**Task prompt**
Can you write out the rows below again with every "JSON array" swapped for "JSON list", changing nothing else and leaving the pictures out?

**Rows**
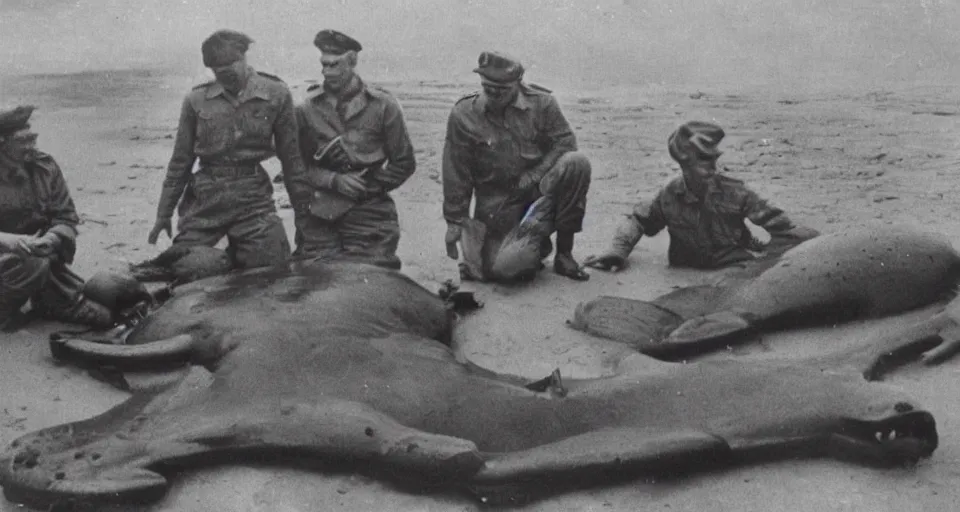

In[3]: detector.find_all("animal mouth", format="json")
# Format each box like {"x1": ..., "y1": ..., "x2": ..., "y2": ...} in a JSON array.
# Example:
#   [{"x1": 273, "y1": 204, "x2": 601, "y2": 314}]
[{"x1": 830, "y1": 411, "x2": 939, "y2": 466}]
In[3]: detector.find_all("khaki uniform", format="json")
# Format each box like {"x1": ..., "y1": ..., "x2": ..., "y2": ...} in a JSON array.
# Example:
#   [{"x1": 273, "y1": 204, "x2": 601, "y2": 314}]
[
  {"x1": 443, "y1": 83, "x2": 590, "y2": 278},
  {"x1": 608, "y1": 175, "x2": 815, "y2": 269},
  {"x1": 295, "y1": 77, "x2": 416, "y2": 269},
  {"x1": 0, "y1": 152, "x2": 90, "y2": 324},
  {"x1": 157, "y1": 70, "x2": 309, "y2": 267}
]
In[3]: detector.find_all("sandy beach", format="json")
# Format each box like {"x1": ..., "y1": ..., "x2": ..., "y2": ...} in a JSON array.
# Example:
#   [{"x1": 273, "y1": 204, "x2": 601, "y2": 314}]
[{"x1": 0, "y1": 2, "x2": 960, "y2": 512}]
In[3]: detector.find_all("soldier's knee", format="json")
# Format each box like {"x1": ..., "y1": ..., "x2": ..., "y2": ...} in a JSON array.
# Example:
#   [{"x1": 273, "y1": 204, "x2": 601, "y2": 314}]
[{"x1": 558, "y1": 151, "x2": 593, "y2": 181}]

**Completed task**
In[3]: detector.find_all("animal mouth", format="json")
# Format each box like {"x1": ..., "y1": ..., "x2": ..., "y2": ...} in a JSON list.
# Example:
#   [{"x1": 273, "y1": 204, "x2": 601, "y2": 314}]
[{"x1": 830, "y1": 411, "x2": 939, "y2": 466}]
In[3]: detector.find_all("khaki uniform", format="json")
# Format each box like {"x1": ..., "y1": ..., "x2": ..., "y2": ...} in a JSON list.
# Example:
#   [{"x1": 273, "y1": 204, "x2": 601, "y2": 314}]
[
  {"x1": 443, "y1": 83, "x2": 590, "y2": 278},
  {"x1": 608, "y1": 175, "x2": 815, "y2": 269},
  {"x1": 295, "y1": 77, "x2": 416, "y2": 269},
  {"x1": 0, "y1": 152, "x2": 90, "y2": 324},
  {"x1": 157, "y1": 70, "x2": 309, "y2": 267}
]
In[3]: detector.find_all("sandy beach", format="json")
# Format each box like {"x1": ..., "y1": ..., "x2": ..., "y2": ...} in a JSON list.
# Example:
#   [{"x1": 273, "y1": 204, "x2": 601, "y2": 314}]
[{"x1": 0, "y1": 2, "x2": 960, "y2": 512}]
In[3]: detector.find_all("soldier's knee", format="json")
# Format each box like {"x1": ..., "y1": ..., "x2": ..., "y2": ...} in a JSON list.
# Example:
#   [{"x1": 273, "y1": 204, "x2": 601, "y2": 314}]
[{"x1": 558, "y1": 151, "x2": 593, "y2": 181}]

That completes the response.